Text shown -
• • •

Question

A column with one end fixed and one end free has a critical buckling load of 100 N. For the same column, if the free end is replaced with a pinned end then the critical buckling load will be ____________ N (round off to the nearest integer).

Answer 1

Concept:

Euler's buckling load \(P_e = \frac{{{\pi ^2}EI_{min}}}{{{L_e^2}}}\)

where L_e = effective length of a column

1. If one end of the column is fixed and the other end free L_e = 2L
2. If one end fixed and the other end is pinned or hinged L_e = \(\frac{L}{\sqrt2}\)
3. If both ends of the column are fixed Le = \(\frac{L}{2}\)
4. If both ends of a column are hinged Le = L

Calculation:

Given:

For the column whose one end fixed and another end free:

Buckling load P₁ = 100 N, L₁ = 2L

If the free end is replaced by pinned joint L₂ = \(\frac{L}{\sqrt2}\)

Since the column is the same \(P_e \propto \frac{1}{L_e^2}\)

\(\frac{P_2}{P_1} = \frac{L_1^2}{L_2^2}\)

P₂ = \(100 \times\frac{4L^2}{\frac{L^2}{2}}\)  = 800 N

• • •

[Entries taken from a collection]
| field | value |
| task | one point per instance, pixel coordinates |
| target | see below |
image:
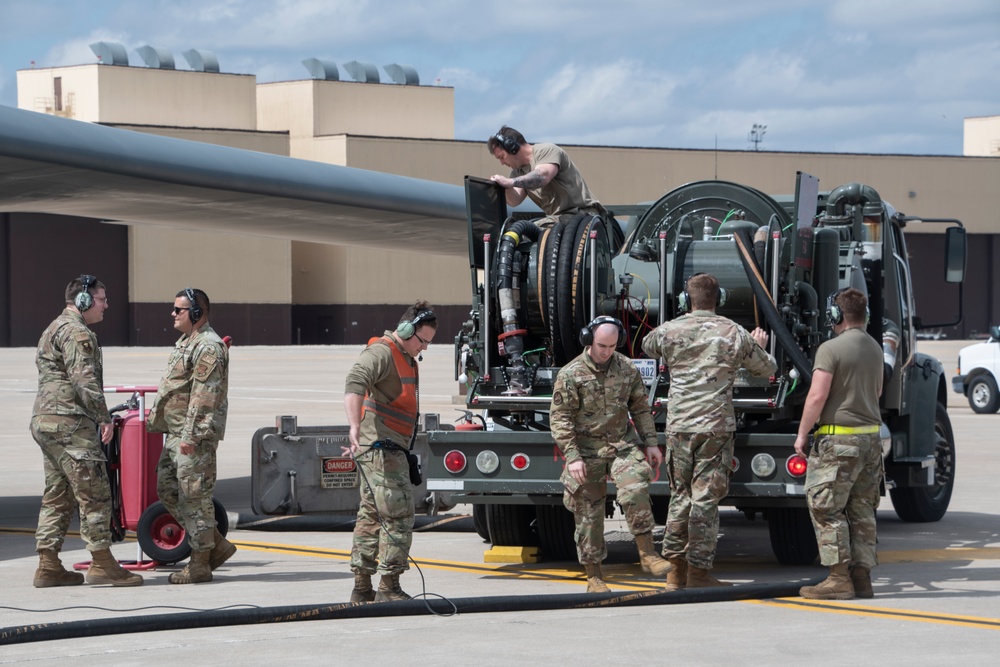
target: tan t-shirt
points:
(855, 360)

• • •

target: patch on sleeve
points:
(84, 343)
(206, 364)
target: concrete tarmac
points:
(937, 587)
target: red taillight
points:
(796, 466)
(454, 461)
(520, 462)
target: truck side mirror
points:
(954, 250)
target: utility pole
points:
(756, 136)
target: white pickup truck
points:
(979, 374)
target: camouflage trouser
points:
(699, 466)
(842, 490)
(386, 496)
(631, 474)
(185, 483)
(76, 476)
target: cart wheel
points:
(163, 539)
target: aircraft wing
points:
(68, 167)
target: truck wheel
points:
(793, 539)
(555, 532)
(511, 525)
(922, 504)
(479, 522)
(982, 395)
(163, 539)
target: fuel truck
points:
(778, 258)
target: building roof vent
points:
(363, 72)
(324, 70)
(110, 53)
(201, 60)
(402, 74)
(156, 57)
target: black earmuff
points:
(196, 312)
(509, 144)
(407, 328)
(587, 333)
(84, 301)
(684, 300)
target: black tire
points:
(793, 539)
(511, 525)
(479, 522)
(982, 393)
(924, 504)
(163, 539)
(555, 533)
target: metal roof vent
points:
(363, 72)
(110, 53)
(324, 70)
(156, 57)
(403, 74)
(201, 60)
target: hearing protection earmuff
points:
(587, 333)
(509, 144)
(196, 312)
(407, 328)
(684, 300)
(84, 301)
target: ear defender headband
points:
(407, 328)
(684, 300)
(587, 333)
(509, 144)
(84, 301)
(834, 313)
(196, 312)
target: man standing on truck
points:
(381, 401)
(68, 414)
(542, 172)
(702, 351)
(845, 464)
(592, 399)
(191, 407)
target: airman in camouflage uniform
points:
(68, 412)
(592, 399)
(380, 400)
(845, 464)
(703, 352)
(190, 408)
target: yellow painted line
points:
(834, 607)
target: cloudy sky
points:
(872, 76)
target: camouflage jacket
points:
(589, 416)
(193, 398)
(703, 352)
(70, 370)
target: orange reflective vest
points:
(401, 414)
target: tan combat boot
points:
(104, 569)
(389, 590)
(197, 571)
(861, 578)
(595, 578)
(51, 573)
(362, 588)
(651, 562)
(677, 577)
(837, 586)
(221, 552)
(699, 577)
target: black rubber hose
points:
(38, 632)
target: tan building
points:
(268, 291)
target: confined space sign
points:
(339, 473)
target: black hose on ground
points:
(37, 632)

• • •

Task goal - Reproduce the part of the column buckling text from "A column with" up to and including "the nearest integer).". The listing has no connection to the column buckling text.

Solution to this problem -
A column with one end fixed and one end free has a critical buckling load of 100 N. For the same column, if the free end is replaced with a pinned end then the critical buckling load will be ____________ N (round off to the nearest integer).